> **ACTIVITY**
Rewrite the records from the start through the line with "positive clicks: (660, 806)", changing every "rough mask" to "coarse mask" and leaving everything else as it is.

> **RECORDS SUPPLIED**
****

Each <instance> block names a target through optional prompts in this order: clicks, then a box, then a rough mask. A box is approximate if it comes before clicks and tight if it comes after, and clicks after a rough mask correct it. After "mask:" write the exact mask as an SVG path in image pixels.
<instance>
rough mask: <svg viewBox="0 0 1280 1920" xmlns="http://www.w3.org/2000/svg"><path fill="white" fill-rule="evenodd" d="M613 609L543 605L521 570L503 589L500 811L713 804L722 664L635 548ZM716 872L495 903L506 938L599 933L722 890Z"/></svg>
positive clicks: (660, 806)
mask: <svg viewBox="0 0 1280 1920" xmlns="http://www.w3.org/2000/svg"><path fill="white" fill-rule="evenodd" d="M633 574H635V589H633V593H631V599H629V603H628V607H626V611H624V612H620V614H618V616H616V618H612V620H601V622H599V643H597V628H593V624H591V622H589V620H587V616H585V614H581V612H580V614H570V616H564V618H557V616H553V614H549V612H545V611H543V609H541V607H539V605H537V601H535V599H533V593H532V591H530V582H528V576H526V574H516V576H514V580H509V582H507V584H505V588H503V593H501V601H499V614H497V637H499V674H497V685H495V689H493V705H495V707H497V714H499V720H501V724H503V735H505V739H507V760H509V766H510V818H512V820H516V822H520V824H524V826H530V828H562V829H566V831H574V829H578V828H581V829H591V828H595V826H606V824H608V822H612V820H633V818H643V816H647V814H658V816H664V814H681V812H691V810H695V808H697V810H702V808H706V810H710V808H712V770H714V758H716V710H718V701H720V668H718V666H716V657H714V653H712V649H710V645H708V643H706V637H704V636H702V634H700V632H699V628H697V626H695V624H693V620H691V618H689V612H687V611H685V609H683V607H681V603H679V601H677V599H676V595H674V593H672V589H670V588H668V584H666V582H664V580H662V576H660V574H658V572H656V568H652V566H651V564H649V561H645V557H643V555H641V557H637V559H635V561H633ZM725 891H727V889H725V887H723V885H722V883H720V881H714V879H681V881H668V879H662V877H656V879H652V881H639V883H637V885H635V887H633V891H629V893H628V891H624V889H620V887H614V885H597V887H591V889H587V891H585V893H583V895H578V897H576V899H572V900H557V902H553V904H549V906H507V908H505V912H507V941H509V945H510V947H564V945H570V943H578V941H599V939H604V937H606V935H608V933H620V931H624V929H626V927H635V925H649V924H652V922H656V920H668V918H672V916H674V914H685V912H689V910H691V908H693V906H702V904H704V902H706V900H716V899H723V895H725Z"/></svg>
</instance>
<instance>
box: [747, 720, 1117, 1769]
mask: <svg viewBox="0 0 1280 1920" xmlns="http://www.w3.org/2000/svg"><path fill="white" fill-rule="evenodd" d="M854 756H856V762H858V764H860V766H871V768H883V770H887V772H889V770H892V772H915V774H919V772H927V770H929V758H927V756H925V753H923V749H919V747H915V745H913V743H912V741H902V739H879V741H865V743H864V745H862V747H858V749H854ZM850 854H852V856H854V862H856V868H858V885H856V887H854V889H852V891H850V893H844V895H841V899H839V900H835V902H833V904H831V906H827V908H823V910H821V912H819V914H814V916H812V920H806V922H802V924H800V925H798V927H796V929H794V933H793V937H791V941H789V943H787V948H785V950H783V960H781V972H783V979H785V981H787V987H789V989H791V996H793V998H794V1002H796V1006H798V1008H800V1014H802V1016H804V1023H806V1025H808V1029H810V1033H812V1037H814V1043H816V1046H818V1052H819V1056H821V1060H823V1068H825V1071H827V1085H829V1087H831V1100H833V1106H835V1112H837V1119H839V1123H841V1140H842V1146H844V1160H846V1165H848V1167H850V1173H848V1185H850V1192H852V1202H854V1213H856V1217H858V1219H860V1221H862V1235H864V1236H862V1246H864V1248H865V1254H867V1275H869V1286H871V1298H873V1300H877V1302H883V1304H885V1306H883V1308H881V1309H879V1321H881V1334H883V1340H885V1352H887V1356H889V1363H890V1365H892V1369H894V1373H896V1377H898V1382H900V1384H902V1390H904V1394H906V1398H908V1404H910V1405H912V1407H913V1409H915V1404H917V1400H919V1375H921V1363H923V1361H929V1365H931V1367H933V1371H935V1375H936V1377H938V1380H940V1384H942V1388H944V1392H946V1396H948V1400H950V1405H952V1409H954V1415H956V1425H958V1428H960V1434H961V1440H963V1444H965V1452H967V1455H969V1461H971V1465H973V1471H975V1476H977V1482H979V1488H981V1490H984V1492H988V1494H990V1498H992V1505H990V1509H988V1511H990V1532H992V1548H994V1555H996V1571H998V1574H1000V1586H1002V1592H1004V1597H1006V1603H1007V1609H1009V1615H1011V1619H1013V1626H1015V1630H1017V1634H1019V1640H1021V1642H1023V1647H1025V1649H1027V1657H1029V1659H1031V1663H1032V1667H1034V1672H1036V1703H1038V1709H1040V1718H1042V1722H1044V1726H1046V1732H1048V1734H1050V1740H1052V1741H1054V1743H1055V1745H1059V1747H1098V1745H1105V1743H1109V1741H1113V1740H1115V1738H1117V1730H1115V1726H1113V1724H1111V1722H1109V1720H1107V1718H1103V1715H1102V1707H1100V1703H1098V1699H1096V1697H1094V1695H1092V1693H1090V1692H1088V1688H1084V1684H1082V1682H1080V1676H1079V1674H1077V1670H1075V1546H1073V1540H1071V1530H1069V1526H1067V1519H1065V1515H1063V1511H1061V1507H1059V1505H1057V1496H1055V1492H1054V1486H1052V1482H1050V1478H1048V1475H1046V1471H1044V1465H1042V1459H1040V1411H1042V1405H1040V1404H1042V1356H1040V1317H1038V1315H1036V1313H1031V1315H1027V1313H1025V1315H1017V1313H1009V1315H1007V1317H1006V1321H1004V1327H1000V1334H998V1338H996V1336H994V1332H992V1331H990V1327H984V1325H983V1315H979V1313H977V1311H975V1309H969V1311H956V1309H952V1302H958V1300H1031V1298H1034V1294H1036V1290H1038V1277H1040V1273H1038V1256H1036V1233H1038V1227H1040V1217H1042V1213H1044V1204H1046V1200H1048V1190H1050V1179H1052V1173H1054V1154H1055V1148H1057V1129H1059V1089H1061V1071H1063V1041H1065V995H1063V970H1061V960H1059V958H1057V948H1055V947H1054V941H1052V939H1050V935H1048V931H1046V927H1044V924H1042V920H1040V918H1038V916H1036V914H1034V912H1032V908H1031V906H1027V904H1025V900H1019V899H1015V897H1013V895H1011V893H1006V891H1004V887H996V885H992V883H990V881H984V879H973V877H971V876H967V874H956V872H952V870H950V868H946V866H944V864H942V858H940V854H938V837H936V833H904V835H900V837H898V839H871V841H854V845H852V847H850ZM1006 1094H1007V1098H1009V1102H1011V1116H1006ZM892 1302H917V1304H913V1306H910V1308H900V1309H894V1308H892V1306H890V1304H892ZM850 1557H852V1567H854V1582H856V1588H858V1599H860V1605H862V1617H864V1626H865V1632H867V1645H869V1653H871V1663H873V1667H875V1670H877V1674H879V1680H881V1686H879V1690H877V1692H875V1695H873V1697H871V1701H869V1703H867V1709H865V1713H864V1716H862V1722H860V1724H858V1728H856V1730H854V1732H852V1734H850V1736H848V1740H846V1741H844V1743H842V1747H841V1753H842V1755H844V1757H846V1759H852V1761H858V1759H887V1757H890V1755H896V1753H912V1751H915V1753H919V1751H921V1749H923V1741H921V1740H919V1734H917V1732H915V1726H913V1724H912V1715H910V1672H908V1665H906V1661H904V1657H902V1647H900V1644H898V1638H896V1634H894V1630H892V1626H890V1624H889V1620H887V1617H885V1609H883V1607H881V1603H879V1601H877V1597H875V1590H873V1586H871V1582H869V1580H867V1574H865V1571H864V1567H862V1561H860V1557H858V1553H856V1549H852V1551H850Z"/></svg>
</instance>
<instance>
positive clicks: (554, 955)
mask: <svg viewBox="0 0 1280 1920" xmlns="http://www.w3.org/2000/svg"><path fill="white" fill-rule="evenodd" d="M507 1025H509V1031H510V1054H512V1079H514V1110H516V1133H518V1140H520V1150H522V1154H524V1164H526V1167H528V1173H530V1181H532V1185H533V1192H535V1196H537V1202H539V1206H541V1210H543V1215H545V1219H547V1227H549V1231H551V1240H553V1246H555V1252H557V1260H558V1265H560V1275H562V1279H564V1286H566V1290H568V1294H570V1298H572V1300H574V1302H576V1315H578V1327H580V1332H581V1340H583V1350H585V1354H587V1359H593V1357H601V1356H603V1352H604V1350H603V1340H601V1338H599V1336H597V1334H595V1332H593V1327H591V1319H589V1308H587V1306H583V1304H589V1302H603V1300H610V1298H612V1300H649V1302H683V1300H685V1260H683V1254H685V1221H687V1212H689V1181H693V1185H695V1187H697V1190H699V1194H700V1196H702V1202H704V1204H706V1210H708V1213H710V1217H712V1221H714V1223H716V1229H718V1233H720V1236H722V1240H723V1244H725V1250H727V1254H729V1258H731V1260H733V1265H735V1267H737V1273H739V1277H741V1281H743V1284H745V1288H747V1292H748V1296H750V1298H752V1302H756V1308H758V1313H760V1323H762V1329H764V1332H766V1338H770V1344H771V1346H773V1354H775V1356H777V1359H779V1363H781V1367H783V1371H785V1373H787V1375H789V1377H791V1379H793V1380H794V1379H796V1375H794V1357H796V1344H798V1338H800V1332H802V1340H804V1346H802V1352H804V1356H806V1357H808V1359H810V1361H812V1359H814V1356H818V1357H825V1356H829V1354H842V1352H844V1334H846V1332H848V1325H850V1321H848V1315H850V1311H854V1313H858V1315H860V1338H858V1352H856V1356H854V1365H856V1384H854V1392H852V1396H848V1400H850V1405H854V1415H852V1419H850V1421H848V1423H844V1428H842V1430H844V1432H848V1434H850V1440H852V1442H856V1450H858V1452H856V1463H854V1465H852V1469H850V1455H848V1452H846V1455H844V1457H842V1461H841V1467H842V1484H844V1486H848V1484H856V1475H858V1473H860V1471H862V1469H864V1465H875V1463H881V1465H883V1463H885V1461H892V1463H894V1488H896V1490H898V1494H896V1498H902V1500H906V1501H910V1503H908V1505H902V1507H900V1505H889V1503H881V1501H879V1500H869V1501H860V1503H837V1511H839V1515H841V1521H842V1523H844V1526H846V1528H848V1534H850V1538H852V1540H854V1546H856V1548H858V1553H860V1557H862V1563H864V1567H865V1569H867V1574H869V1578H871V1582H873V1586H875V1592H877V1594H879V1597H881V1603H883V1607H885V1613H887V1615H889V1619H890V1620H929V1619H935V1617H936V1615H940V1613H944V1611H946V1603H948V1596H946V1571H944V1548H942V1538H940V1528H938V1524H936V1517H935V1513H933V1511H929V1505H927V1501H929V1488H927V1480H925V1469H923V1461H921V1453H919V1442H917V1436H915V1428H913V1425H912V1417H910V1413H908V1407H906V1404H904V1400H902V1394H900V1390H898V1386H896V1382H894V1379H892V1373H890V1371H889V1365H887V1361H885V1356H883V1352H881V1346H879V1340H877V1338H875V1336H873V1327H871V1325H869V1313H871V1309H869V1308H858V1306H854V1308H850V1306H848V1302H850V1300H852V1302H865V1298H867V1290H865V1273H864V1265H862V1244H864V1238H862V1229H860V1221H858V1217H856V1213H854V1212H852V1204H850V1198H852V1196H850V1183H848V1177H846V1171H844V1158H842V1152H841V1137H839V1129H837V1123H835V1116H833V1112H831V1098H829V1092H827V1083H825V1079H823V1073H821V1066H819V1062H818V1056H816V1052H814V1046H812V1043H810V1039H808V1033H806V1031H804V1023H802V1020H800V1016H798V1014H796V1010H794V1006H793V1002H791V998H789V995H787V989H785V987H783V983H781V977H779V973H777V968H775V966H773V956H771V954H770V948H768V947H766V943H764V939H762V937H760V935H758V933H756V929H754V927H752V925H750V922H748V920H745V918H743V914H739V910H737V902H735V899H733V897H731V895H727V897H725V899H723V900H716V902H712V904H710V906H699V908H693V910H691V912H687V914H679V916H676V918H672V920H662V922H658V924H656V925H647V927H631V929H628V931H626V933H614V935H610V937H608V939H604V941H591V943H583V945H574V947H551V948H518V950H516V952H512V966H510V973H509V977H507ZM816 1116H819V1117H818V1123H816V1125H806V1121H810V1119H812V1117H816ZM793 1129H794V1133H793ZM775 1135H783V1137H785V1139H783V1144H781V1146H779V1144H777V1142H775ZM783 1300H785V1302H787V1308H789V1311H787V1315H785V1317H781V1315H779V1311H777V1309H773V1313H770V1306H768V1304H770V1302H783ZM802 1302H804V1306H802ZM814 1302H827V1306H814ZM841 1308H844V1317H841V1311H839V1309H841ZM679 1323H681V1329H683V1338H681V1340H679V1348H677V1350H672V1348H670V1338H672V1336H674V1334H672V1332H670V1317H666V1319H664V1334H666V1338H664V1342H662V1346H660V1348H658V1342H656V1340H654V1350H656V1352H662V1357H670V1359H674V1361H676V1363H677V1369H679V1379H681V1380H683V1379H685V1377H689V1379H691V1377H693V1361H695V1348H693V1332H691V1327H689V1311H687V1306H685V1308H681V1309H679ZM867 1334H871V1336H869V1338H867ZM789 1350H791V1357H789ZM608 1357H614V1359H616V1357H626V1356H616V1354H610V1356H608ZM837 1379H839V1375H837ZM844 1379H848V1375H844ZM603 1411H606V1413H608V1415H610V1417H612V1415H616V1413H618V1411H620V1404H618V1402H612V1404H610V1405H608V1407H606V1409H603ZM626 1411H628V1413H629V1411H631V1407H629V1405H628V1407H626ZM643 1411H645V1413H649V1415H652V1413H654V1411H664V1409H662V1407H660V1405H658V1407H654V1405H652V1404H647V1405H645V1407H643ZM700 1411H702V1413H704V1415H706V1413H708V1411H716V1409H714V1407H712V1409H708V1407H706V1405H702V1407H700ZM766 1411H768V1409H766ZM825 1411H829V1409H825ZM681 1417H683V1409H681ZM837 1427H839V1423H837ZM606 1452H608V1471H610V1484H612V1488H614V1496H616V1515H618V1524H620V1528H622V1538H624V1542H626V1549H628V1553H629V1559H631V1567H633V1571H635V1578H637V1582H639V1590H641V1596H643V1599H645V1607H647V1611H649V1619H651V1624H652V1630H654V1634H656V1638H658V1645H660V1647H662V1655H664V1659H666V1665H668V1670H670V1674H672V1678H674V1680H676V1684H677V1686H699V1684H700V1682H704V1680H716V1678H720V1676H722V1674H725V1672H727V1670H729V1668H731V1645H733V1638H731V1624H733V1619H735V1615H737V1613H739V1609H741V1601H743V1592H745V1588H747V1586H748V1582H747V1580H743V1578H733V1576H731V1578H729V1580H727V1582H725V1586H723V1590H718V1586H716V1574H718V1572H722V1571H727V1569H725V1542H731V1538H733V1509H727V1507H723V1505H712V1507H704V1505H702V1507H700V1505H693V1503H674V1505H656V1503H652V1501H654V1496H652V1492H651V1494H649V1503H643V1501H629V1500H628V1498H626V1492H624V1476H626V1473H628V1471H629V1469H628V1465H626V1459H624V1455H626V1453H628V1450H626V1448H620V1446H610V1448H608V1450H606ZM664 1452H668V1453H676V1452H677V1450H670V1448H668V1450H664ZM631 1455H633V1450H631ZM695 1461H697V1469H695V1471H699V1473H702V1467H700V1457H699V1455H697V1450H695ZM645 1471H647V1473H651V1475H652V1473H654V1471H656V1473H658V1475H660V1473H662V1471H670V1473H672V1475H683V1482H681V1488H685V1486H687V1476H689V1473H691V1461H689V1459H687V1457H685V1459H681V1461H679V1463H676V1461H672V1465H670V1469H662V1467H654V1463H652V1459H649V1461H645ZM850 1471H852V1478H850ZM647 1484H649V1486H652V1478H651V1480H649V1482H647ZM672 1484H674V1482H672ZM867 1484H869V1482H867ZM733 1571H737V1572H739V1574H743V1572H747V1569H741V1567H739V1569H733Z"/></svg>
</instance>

****

> **OUTPUT**
Each <instance> block names a target through optional prompts in this order: clicks, then a box, then a coarse mask. A box is approximate if it comes before clicks and tight if it comes after, and clicks after a coarse mask correct it. After "mask:" write the exact mask as an SVG path in image pixels.
<instance>
coarse mask: <svg viewBox="0 0 1280 1920" xmlns="http://www.w3.org/2000/svg"><path fill="white" fill-rule="evenodd" d="M613 609L543 605L521 570L503 589L500 811L713 804L722 664L635 548ZM716 872L495 903L506 938L599 933L722 890Z"/></svg>
positive clicks: (660, 806)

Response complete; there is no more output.